- **Assignment**
Between the line containing "Target: purple flower" and the line containing "Target: broad green leaf" lies a run of lines; give that run again exactly, with both of those lines, and nothing else from the entries below.

- **Dataset entries**

= = =

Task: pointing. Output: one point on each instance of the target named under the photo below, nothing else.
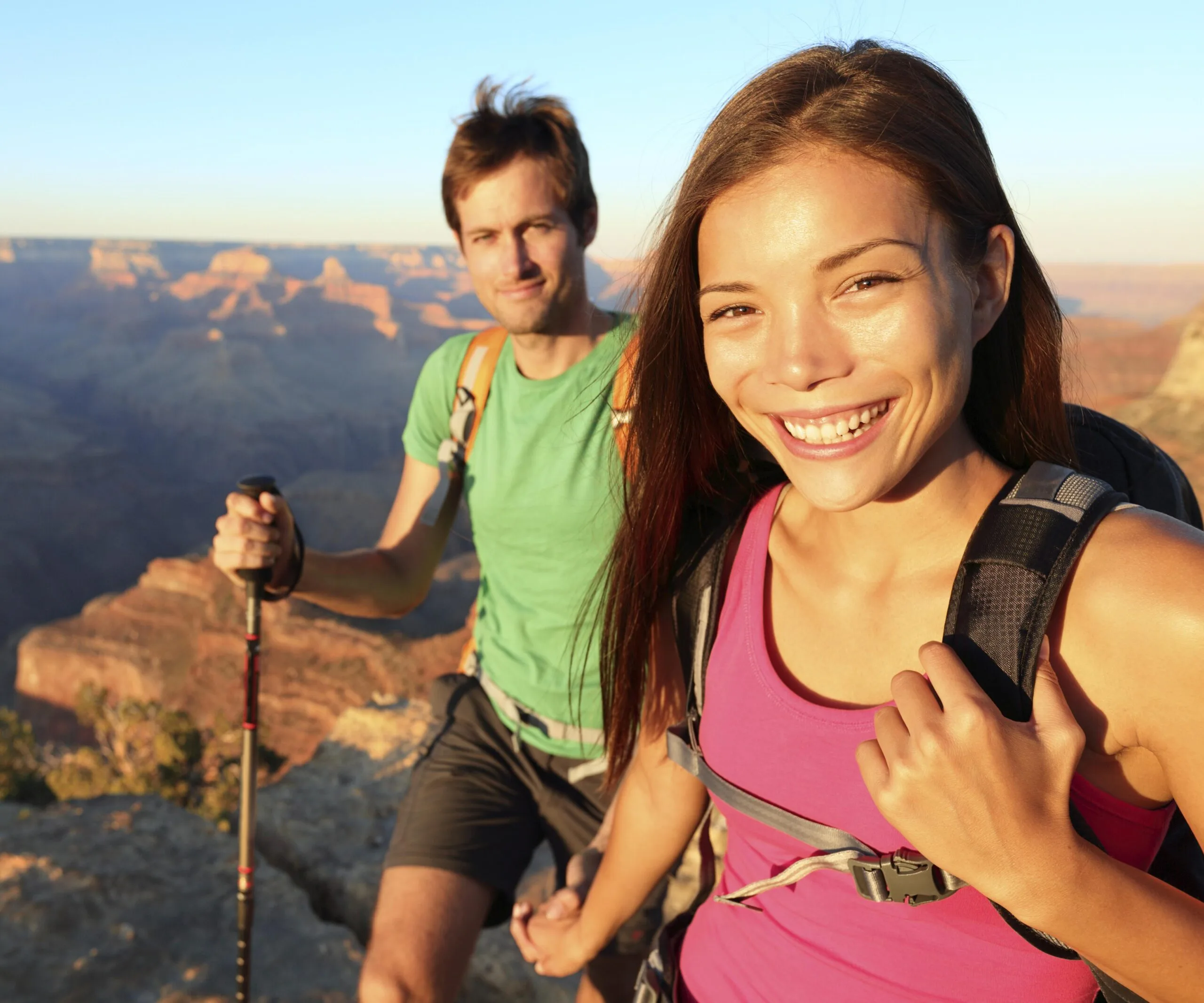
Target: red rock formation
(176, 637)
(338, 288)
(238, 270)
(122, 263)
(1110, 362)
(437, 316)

= = =

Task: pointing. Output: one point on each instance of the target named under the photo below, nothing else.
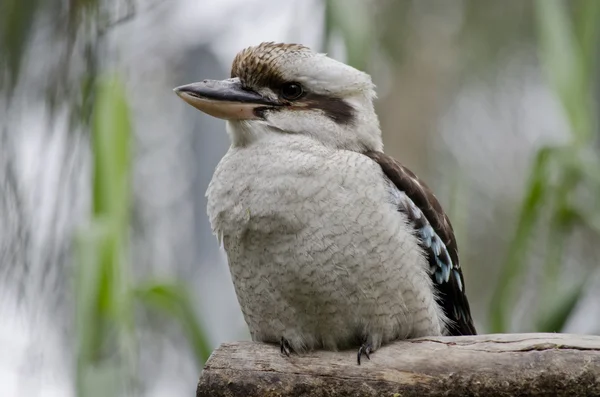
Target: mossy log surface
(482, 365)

= = =

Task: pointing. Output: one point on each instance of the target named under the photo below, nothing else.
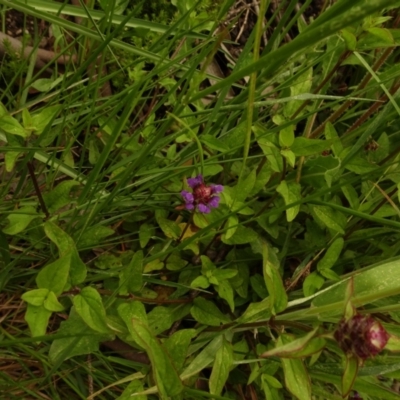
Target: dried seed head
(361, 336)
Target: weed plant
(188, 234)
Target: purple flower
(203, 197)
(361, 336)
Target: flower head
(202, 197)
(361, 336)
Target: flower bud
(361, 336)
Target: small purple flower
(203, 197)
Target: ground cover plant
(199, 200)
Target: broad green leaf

= = =

- **Exercise output**
Target: purple flower
(203, 197)
(361, 336)
Target: flower head
(202, 197)
(361, 336)
Target: flower bud
(361, 336)
Target: small purple flower
(203, 197)
Target: ground cover plant
(199, 200)
Target: broad green leaf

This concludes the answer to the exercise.